* [Source document]
· · ·

Extend to larger sizes. ``huge'' for anything that fits into memory on a
32-bit machine. Maybe support disk too.

Extend to intermediate sizes. Include a generic interface that handles
arbitrary multiples of 48 bits.

Include uint32 and int30 compatibility interfaces.

Try reducing fuzz to 5 or 6 bits in zmult_48_32. This would allow
zmult_poly_16_plus() to merge two inputs in radix 2^17.

Schedule for the original Pentium and for the UltraSPARC. Both of these
chips are easy to schedule by hand.

Improve the Pentium Pro scheduling, for example in zmult_48_4_plus().
This is not easy to do by hand. A simulator would be helpful.

Take advantage of 0's in FFT inputs. After zmult_48_32_spread(), for
example, half of the array elements are known to be 0.

Speed up spread, unspread, twist.

Think about incorporating djbfft for 1536-bit products. FFTs over C are
competitive with FFTs over Z/(2^192+1), especially on the UltraSPARC,
but I need a tighter analysis of roundoff error.

Switch to asm for x86 with a reasonable calling convention.

Merge small poly routines of various sizes into a single top routine and
a single bottom routine. This really needs asm.

Clean up declarations in zmult.h.

· · ·

* [Tasks and exercises]
1. Decide whether each statement below agrees with the to-do list, answering yes or no and quoting the exact words of the list that settle it.
(a) The original Pentium and the UltraSPARC are easy to schedule by hand.
(b) Improving the Pentium Pro scheduling is easy to do by hand.
(c) After zmult_48_32_spread(), all of the array elements are known to be 0.
2. Write out everything in the to-do list from "Extend to intermediate" down to "int30 compatibility interfaces.", substituting "universal" for "generic".

Saved entries
· · ·

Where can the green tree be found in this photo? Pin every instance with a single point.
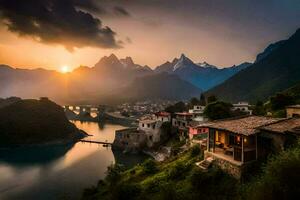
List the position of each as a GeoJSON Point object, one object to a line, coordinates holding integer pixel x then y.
{"type": "Point", "coordinates": [177, 107]}
{"type": "Point", "coordinates": [259, 109]}
{"type": "Point", "coordinates": [194, 101]}
{"type": "Point", "coordinates": [202, 100]}
{"type": "Point", "coordinates": [218, 110]}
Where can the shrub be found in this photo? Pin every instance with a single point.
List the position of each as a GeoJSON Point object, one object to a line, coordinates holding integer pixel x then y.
{"type": "Point", "coordinates": [114, 174]}
{"type": "Point", "coordinates": [218, 110]}
{"type": "Point", "coordinates": [149, 166]}
{"type": "Point", "coordinates": [280, 178]}
{"type": "Point", "coordinates": [126, 191]}
{"type": "Point", "coordinates": [177, 171]}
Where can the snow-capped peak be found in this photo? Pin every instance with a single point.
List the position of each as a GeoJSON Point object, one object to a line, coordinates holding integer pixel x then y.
{"type": "Point", "coordinates": [183, 62]}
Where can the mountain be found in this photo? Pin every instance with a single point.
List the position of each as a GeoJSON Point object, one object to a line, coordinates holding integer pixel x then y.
{"type": "Point", "coordinates": [97, 84]}
{"type": "Point", "coordinates": [160, 86]}
{"type": "Point", "coordinates": [276, 71]}
{"type": "Point", "coordinates": [268, 50]}
{"type": "Point", "coordinates": [35, 122]}
{"type": "Point", "coordinates": [201, 75]}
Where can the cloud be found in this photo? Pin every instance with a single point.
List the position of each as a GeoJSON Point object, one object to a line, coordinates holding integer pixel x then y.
{"type": "Point", "coordinates": [68, 23]}
{"type": "Point", "coordinates": [121, 11]}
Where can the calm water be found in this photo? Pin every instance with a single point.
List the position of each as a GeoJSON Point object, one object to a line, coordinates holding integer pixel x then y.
{"type": "Point", "coordinates": [59, 172]}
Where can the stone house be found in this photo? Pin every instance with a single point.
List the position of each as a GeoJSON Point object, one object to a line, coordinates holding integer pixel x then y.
{"type": "Point", "coordinates": [182, 122]}
{"type": "Point", "coordinates": [235, 143]}
{"type": "Point", "coordinates": [129, 140]}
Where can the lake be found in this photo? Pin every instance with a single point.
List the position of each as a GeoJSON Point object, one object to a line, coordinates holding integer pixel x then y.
{"type": "Point", "coordinates": [62, 171]}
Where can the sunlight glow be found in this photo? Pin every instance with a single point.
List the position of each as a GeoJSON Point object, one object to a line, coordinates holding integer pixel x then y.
{"type": "Point", "coordinates": [65, 69]}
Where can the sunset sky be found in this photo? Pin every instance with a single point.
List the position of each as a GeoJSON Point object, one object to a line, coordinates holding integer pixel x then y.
{"type": "Point", "coordinates": [54, 33]}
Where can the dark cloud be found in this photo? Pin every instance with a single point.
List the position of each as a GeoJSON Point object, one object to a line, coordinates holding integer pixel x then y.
{"type": "Point", "coordinates": [121, 11]}
{"type": "Point", "coordinates": [58, 22]}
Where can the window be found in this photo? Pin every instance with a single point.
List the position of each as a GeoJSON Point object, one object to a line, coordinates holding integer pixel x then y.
{"type": "Point", "coordinates": [150, 137]}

· · ·

* [Results for each task]
1.
(a) Yes: "Both of these chips are easy to schedule by hand."
(b) No: "This is not easy to do by hand."
(c) No: "half of the array elements are known to be 0."

2.
Extend to intermediate sizes. Include a universal interface that handles
arbitrary multiples of 48 bits.

Include uint32 and int30 compatibility interfaces.